▶ **Short problem**:
Reproduce every entry below word for word, with each line unchanged and in its original order.

Dataset excerpt
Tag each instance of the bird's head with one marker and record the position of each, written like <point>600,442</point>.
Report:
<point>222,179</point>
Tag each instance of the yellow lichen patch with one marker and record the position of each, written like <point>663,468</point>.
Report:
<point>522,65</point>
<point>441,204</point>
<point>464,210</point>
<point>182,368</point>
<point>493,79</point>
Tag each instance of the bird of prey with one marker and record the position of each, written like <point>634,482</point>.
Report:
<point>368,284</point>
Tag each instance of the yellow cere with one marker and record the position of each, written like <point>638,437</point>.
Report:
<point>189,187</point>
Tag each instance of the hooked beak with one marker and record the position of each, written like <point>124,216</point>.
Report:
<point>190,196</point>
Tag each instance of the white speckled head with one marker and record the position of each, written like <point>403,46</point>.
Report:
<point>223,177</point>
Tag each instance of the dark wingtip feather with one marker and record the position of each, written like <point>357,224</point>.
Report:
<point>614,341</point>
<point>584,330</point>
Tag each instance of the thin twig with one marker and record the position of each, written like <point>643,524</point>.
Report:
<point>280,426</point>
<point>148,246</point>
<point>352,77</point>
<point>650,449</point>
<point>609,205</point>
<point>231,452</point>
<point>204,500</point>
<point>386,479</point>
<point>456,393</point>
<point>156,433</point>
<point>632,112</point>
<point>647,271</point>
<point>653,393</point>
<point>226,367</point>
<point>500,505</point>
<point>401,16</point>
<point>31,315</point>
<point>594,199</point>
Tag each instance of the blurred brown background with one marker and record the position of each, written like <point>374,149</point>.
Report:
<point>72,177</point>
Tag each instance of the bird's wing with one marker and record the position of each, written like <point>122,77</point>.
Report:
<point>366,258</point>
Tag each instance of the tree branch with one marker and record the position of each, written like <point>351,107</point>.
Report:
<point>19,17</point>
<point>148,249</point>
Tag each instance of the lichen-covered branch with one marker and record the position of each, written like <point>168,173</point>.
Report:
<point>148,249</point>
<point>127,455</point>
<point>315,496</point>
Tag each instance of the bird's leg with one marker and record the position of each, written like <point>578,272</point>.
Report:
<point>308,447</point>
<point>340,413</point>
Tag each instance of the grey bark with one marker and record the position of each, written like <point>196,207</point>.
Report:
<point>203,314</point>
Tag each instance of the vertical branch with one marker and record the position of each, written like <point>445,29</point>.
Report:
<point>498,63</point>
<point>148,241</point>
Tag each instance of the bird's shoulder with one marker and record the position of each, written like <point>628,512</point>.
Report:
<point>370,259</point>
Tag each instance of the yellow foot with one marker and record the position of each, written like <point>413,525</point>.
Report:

▶ **Expected output**:
Tag each instance of the bird's head with one marker and record the position of each, written like <point>600,442</point>.
Report:
<point>222,179</point>
Tag each instance of the yellow lichen patch with one marker and record the position of each, written like <point>663,468</point>.
Report:
<point>522,65</point>
<point>441,204</point>
<point>464,210</point>
<point>182,368</point>
<point>493,79</point>
Tag each instance of the bird of prey with one marker and record the position of each, written like <point>634,482</point>.
Report:
<point>368,284</point>
Tag each instance of the yellow cere with one marker and record the position of each, written like <point>638,437</point>.
Report:
<point>189,187</point>
Tag each instance of the hooked beak with one marker and record the position of each, written like <point>124,216</point>.
Report:
<point>190,196</point>
Tag each instance of the white speckled head with one marker and record the position of each, written like <point>403,46</point>.
Report:
<point>223,177</point>
Tag each instance of the dark wingtip feather with one marker and record the position of each, written like <point>357,224</point>.
Report:
<point>614,341</point>
<point>584,330</point>
Tag each instance of the thin twig with one marker and record the position of each, written like <point>643,524</point>.
Report:
<point>280,426</point>
<point>148,246</point>
<point>352,77</point>
<point>650,449</point>
<point>609,205</point>
<point>231,452</point>
<point>204,500</point>
<point>386,479</point>
<point>456,393</point>
<point>156,433</point>
<point>632,112</point>
<point>647,271</point>
<point>653,393</point>
<point>226,367</point>
<point>500,505</point>
<point>401,16</point>
<point>31,315</point>
<point>594,199</point>
Tag each instance of the blurred brown background with one marker and record the position of each, written like <point>374,149</point>.
Report:
<point>72,177</point>
Tag each instance of the bird's wing with one marker and record the position of each, written like <point>122,77</point>.
Report:
<point>366,258</point>
Tag each instance of the tree branch with one marker and record the position of each, written like <point>351,107</point>.
Report:
<point>19,17</point>
<point>148,249</point>
Tag each instance of the lichen-covered branch with one marker and record the position of each, written like <point>168,173</point>.
Report:
<point>148,249</point>
<point>127,455</point>
<point>315,496</point>
Tag each instance of the bird's leg with one marker and record the position of each, written like <point>578,272</point>.
Report:
<point>308,447</point>
<point>340,413</point>
Tag each instance of the grey bark with one marker and record the position of each, written like <point>196,207</point>.
Report:
<point>203,314</point>
Tag each instance of the vertical branch with one marker and record the position of each, written like <point>445,29</point>.
Report:
<point>498,63</point>
<point>148,241</point>
Tag each instance of the bird's shoulder with one marker and record the position of each, written like <point>628,512</point>.
Report:
<point>370,259</point>
Tag each instance of the yellow foot with one marker and record the position of each, written like <point>413,525</point>.
Report:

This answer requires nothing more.